━━ Provided entries ━━

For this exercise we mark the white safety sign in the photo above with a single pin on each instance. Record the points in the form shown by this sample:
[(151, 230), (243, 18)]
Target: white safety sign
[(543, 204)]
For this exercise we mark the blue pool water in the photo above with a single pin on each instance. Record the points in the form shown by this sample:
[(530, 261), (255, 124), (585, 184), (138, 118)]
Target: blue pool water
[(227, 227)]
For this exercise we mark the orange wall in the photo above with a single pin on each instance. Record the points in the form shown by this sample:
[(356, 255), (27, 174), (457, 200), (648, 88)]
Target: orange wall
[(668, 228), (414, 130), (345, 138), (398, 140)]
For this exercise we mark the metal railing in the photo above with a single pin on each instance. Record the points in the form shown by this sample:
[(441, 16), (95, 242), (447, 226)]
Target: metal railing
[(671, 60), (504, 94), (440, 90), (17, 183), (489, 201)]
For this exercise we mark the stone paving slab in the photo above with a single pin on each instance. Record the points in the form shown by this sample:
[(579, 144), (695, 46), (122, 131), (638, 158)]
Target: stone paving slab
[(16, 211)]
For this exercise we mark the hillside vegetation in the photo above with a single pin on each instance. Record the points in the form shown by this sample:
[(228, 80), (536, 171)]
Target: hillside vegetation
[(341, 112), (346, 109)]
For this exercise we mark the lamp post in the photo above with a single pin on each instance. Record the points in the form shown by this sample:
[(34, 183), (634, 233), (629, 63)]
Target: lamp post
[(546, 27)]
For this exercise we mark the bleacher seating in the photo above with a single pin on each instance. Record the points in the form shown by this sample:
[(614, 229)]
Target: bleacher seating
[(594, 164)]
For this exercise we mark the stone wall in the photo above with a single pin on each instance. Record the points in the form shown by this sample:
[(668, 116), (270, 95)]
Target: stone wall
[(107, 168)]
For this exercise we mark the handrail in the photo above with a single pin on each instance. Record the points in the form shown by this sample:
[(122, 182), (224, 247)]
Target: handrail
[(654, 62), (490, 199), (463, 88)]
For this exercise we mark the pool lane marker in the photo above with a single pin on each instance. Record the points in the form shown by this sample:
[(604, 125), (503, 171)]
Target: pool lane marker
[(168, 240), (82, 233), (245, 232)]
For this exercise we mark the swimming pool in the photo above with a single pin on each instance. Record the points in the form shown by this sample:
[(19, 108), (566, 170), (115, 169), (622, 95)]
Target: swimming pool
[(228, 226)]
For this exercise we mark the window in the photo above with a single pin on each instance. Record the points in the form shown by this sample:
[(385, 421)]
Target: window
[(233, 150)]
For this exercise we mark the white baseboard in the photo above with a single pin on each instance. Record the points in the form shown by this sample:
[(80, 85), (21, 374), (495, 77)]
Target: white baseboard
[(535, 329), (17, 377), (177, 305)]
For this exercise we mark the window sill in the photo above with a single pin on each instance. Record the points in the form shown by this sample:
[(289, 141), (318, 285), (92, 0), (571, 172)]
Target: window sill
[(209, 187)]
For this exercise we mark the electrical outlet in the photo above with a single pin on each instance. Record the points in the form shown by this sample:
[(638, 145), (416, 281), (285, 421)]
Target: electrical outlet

━━━

**Set problem**
Substitute "single marker" for every occurrence of "single pin" in the lines above, and repeat them in full with nothing else altered.

**Worked answer**
For this exercise we mark the white safety sign in the photo above with a single marker on each instance. Record the points in the form shown by this sample:
[(151, 230), (243, 18)]
Target: white safety sign
[(543, 204)]
For this exercise we mark the blue pool water in the photo above with a single marker on each instance. Record the points in the form shown by this sample:
[(530, 261), (255, 124), (585, 184), (138, 118)]
Target: blue pool water
[(227, 227)]
For this exercise we mark the orange wall in the photo above with a single marker on each instance. Record the points in the form shown by this sample:
[(356, 255), (27, 174), (457, 200), (648, 88)]
Target: orange wall
[(668, 228), (414, 130), (345, 138), (398, 140)]
For this exercise we mark the metal railing in the photo above with a single marker on each instance. Record the points in the form shown by this sample:
[(441, 16), (95, 242), (447, 226)]
Target: metal railing
[(671, 60), (504, 94), (440, 90), (17, 183), (489, 201)]
For this exercise we mark the stone paving slab in the photo above with a single marker on each instance. Record the points in the form shown by this sample:
[(579, 144), (695, 46), (122, 131), (638, 158)]
Target: stone paving slab
[(16, 211)]
For this exercise we mark the hillside vegetation in the photo above with a single marker on each instance. Record the points in the form shown by this sample:
[(228, 80), (536, 171)]
Target: hillside vegetation
[(341, 112), (346, 109)]
For this exercise we mark the lamp post in the photo above with a single marker on each instance. Record the points in the form shown by this sample:
[(34, 183), (634, 233), (629, 63)]
Target: lamp post
[(546, 27)]
For this exercise we mark the bleacher seating in the photo above with a single marker on each instance. Record the points in the form shown by this sample:
[(614, 229)]
Target: bleacher seating
[(594, 164)]
For this exercise we mark the stone wall in the photo above with a single marker on each instance. Record the points in the form shown by this sample:
[(668, 116), (270, 95)]
Target: stone wall
[(107, 168)]
For this exercise we mark the handrail in the photo above with a single marker on each instance. Record the points in the form shown by this sample:
[(122, 182), (224, 247)]
Target: handrail
[(654, 62), (490, 199), (463, 88)]
For this exercise we mark the pool lane marker in the photo above with a single marker on each instance. Record the points in the form shown by this sample:
[(604, 125), (503, 171)]
Target: pool lane marker
[(168, 240), (82, 233), (245, 232)]
For this exercise we mark the swimming pool in the photo above with a single marker on each instance. Record the points in the form shown by this sample:
[(19, 108), (566, 170), (115, 169), (622, 95)]
Target: swimming pool
[(228, 226)]
For this exercise we mark the window in the photo above with a single marker on each instance. Record the points in the form shown by this sample:
[(385, 421)]
Target: window
[(233, 150)]
For this exercise we mark the white baseboard in the photo above with a single marker on each instance. Record the points in the form shown by this sample:
[(80, 85), (21, 374), (495, 77)]
Target: white baseboard
[(535, 329), (17, 377), (177, 305)]
For this exercise we mark the window sill in the photo above with a single marker on each instance. Record the points in the form shown by this sample:
[(289, 141), (318, 285), (92, 0), (571, 172)]
Target: window sill
[(209, 187)]
For this exercise we mark the electrical outlet in the photo above with a single marker on each instance. Record the points in the form shown by this sample:
[(638, 145), (416, 281), (285, 421)]
Target: electrical outlet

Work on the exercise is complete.